**STATED GOAL**
Copy every line of the listing below, character for character, with no changes.

___ GIVEN INFORMATION ___

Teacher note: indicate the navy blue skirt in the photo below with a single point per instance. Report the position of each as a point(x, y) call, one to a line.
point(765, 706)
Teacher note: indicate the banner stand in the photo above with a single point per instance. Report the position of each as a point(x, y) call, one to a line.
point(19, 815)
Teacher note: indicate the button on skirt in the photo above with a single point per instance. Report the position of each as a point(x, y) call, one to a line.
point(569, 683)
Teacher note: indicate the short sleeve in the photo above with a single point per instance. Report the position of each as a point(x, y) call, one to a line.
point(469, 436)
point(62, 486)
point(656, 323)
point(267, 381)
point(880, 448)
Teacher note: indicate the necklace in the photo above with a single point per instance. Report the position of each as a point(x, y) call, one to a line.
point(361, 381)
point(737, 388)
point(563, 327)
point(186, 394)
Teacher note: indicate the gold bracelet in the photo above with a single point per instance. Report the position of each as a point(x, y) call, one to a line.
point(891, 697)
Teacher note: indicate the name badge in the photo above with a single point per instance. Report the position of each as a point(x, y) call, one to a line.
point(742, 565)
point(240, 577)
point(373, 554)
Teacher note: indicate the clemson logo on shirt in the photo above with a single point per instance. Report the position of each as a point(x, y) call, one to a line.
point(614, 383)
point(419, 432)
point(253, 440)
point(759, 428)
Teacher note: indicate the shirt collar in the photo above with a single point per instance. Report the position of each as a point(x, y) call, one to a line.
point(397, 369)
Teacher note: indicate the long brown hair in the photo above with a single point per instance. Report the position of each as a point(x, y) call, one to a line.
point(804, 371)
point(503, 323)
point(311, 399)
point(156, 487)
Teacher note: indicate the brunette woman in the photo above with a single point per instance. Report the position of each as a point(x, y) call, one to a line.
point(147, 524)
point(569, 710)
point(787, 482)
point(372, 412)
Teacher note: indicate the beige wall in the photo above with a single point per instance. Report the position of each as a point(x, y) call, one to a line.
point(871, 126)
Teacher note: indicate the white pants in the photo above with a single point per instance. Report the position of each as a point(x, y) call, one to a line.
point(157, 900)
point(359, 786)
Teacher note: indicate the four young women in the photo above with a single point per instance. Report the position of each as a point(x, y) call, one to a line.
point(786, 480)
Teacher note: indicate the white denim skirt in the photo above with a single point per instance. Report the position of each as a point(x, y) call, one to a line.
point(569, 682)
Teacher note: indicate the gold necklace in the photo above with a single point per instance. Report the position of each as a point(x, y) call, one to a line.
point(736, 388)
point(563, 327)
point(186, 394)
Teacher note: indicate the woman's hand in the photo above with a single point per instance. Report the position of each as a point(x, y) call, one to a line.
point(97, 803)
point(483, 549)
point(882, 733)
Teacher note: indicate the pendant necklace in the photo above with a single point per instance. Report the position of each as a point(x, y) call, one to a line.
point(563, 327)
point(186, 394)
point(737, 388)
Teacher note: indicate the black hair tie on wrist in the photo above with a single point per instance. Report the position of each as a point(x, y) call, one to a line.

___

**TASK RESPONSE**
Teacher note: indicate the navy blue skirt in the photo below with a single point per instance. Report the position of each as a point(x, y) call, one to a line.
point(765, 706)
Teacher note: indicate the banner stand in the photo above with a single point per instance. Report the position of each as a point(x, y) call, one to a line.
point(19, 815)
Teacher note: indicate the button on skirt in the photo above with a single point per instance. Report the position of each as a point(x, y) call, one to a line.
point(569, 683)
Teacher note: indicate the short sleeve in the photo above with a single point per instance. Report the position of each as a point(x, y) call, one to a line.
point(469, 436)
point(62, 486)
point(656, 323)
point(267, 381)
point(880, 448)
Teacher note: indicate the necklace in the photo above with a single point per instance. Report the position of each as a point(x, y) call, one to a line.
point(361, 381)
point(737, 388)
point(563, 327)
point(186, 394)
Teacher note: indicate the gold bracelet in the photo above with a single point per instance. Report the position of each as a point(x, y) call, one to a line.
point(891, 697)
Teacher note: indicate the name badge in the photo above with a single point per instance. Report the position of each as a point(x, y) call, one to a line.
point(742, 565)
point(240, 577)
point(373, 554)
Teacher note: indicate the clemson logo on shirt in the photo above with a single point per instance. Report the position of each as a point(x, y) call, one to a line.
point(614, 383)
point(419, 432)
point(253, 440)
point(759, 428)
Teacher note: indicate the shirt collar in the photo above with a single point per instance. Report the position of each as a point(x, y) call, one to a line.
point(397, 369)
Teacher note: indicate the long brown hair in the photo above with a single point per instance. Report the position of each as a point(x, y) call, one to a line.
point(804, 371)
point(503, 323)
point(311, 399)
point(156, 487)
Teacher note: indicate the brunette woman in the photo above with a single point per instance. Report the position of each as a point(x, y) call, one to a line.
point(147, 524)
point(569, 710)
point(787, 482)
point(372, 412)
Teacher note: indicate the beige wall in the photo above with a single point per instance. Report the position of each as a point(x, y) call, one to a line.
point(871, 126)
Teacher note: indicate the white pants in the photo above with a single point per instance. Report the position of each as a point(x, y) call, one to a line.
point(157, 900)
point(359, 786)
Teacher note: indicate the four young women in the photo above with a single point per instance. Report the position of each as a point(x, y) call, one to a line.
point(786, 480)
Teacher note: indicate the white denim skirt in the photo above with a single point per instance. Report the position of each as a point(x, y) call, one to a line.
point(569, 682)
Teacher note: indicate the gold necklace in the photo above with a single point per instance. Report the position of each as a point(x, y) call, one to a line.
point(736, 388)
point(563, 327)
point(186, 394)
Teacher note: indicate the woman's hand in the photo above with a single point per instance. Report the position of each as a point(x, y) call, one to a line.
point(97, 803)
point(483, 549)
point(882, 733)
Teacher note: indicate the pendant necklace in the photo above with a single point per instance. Report the position of each as a point(x, y) call, one to a line.
point(563, 327)
point(186, 394)
point(737, 388)
Teacher note: indicate the black hair tie on wrist in the photo above with a single point per instance. Report the position of each as a point(x, y) call, one to a line.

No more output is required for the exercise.